+++ DATA FOR THIS EXERCISE +++

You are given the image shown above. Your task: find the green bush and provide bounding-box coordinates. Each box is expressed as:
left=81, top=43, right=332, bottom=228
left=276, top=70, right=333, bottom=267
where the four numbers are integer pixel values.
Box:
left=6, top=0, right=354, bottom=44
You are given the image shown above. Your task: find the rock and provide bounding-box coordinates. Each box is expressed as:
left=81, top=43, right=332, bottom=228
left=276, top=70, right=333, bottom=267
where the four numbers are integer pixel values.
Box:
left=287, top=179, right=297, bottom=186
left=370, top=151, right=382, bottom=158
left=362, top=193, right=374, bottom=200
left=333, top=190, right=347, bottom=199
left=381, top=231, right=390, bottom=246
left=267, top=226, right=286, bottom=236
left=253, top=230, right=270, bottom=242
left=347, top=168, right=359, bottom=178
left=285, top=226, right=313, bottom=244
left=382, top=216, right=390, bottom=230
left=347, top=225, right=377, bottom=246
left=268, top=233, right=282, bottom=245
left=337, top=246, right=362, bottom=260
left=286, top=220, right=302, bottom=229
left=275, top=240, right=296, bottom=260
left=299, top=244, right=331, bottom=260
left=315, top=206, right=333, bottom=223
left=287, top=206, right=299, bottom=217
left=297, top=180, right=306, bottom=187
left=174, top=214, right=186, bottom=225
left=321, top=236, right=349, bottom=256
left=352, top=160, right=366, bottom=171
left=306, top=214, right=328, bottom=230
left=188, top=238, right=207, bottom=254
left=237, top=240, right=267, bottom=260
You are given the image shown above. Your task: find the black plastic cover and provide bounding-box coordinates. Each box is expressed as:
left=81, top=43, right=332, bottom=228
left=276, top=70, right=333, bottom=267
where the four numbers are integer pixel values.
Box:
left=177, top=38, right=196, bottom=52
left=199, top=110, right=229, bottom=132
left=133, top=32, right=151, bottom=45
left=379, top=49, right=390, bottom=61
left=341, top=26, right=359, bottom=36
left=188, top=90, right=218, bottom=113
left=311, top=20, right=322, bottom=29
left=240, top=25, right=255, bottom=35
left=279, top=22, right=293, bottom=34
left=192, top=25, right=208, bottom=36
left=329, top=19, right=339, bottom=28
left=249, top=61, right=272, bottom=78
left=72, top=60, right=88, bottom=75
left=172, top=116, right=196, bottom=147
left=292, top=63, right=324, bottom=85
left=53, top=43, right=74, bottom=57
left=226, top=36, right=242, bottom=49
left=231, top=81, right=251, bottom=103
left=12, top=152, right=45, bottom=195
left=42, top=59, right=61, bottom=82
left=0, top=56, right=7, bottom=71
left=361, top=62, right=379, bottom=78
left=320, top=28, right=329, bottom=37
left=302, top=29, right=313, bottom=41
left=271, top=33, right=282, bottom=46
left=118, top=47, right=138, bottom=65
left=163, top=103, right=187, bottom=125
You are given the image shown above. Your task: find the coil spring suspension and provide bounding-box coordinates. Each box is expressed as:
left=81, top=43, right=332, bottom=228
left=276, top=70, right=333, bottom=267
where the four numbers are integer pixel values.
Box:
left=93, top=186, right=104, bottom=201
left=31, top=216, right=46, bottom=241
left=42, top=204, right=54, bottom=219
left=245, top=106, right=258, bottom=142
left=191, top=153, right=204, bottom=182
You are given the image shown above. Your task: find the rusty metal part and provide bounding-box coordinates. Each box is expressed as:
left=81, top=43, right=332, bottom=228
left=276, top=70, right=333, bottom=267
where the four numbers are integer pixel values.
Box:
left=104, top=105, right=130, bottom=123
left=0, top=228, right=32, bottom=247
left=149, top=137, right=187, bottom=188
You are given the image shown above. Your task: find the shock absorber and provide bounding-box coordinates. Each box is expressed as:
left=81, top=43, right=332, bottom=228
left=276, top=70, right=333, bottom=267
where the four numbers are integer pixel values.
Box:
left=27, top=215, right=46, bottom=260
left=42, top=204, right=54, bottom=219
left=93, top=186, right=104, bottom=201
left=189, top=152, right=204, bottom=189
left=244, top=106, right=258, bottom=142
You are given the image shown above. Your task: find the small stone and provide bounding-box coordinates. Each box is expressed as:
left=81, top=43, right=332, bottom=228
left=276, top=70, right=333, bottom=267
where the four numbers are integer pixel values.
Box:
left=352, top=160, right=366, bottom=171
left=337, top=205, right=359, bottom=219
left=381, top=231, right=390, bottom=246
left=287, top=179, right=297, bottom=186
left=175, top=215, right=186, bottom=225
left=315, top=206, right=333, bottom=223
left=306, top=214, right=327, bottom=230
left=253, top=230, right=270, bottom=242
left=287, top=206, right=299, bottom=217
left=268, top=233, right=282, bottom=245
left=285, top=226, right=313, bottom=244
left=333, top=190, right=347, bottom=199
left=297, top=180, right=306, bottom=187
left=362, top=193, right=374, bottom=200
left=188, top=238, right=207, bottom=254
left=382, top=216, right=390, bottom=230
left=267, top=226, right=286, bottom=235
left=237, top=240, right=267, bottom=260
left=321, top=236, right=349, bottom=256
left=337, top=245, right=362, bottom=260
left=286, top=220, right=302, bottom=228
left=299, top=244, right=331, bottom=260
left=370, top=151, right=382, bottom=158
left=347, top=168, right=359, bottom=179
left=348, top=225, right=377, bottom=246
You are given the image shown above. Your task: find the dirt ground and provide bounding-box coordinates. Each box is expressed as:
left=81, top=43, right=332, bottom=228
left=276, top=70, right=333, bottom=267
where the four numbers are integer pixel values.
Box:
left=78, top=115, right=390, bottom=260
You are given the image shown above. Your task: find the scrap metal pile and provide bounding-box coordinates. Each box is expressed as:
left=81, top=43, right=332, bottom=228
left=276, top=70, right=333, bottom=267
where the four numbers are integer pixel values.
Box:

+++
+++ DATA FOR THIS EXERCISE +++

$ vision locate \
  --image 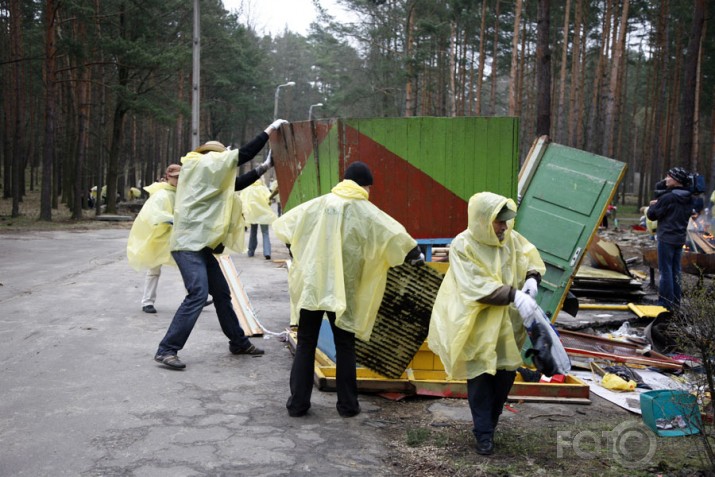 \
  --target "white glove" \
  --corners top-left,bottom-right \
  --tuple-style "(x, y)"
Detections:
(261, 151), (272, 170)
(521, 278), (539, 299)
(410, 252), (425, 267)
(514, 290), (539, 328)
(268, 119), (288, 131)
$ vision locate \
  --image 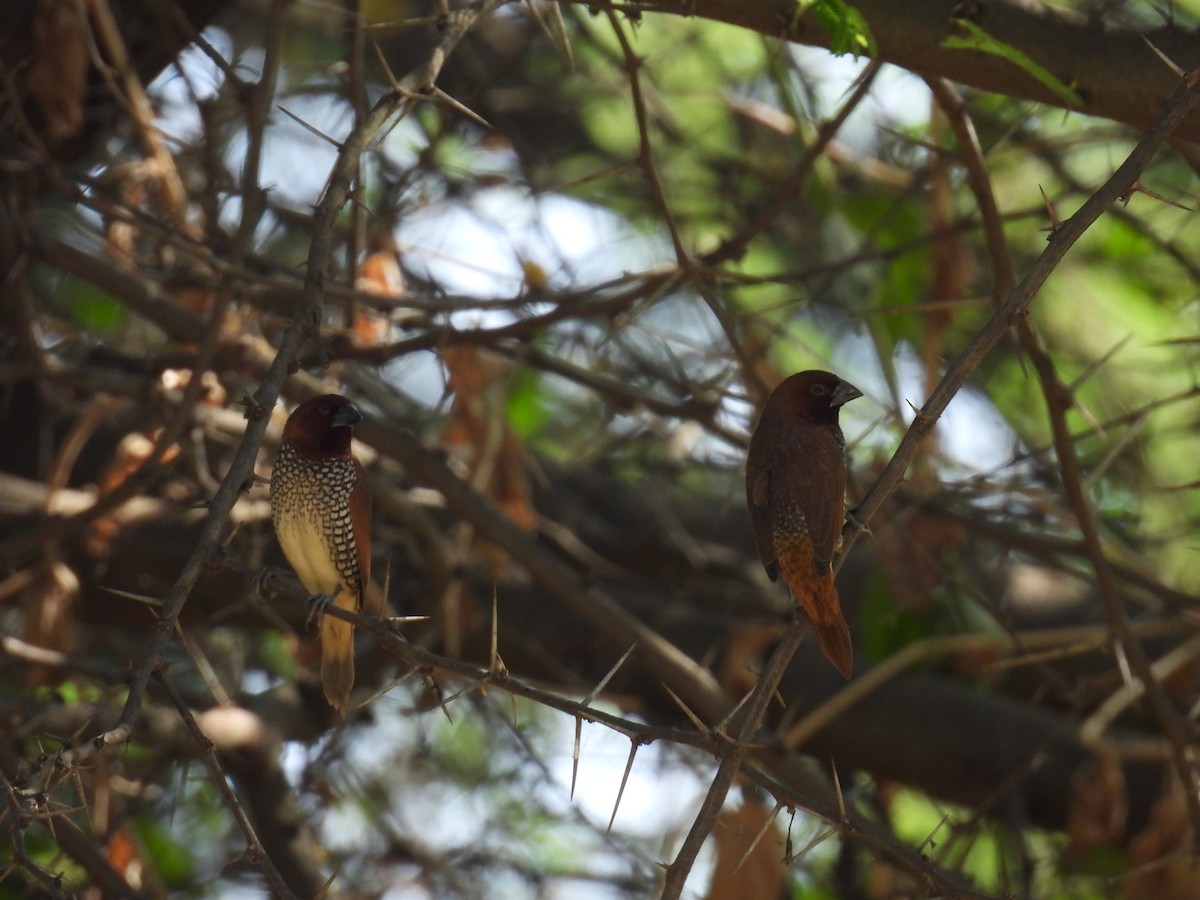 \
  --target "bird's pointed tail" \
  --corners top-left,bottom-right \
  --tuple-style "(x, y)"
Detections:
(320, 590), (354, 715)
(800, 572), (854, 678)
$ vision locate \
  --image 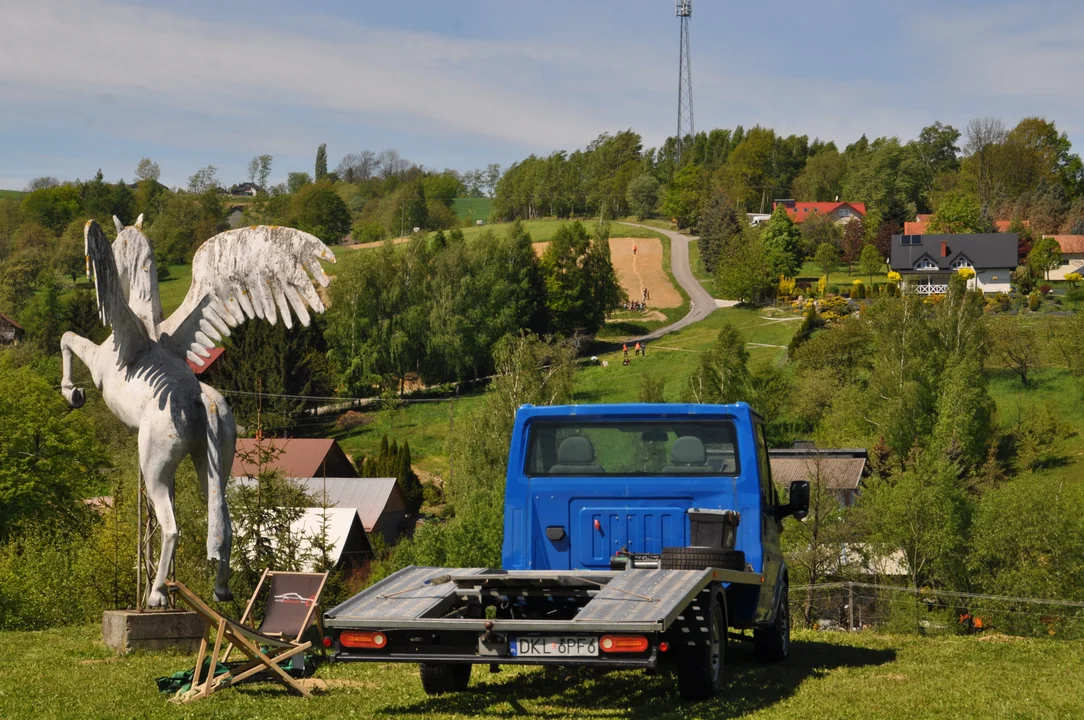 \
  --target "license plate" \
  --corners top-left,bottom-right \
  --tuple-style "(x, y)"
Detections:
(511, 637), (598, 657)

+++

> PROBLEM DETAILS:
Swap "dirt ground" for "gravel patch" in the lines between the one holding "find the dirt" and the one holding "left=78, top=115, right=390, bottom=260", inclusive. Write out only those lines, with nothing else changed.

> ANSWER:
You are given the image shown above. Your task: find the gravel patch and provide bounding-box coordinates. Each box is expressed as:
left=81, top=43, right=332, bottom=228
left=276, top=70, right=333, bottom=267
where the four numbers are integer pixel values.
Box:
left=78, top=115, right=390, bottom=260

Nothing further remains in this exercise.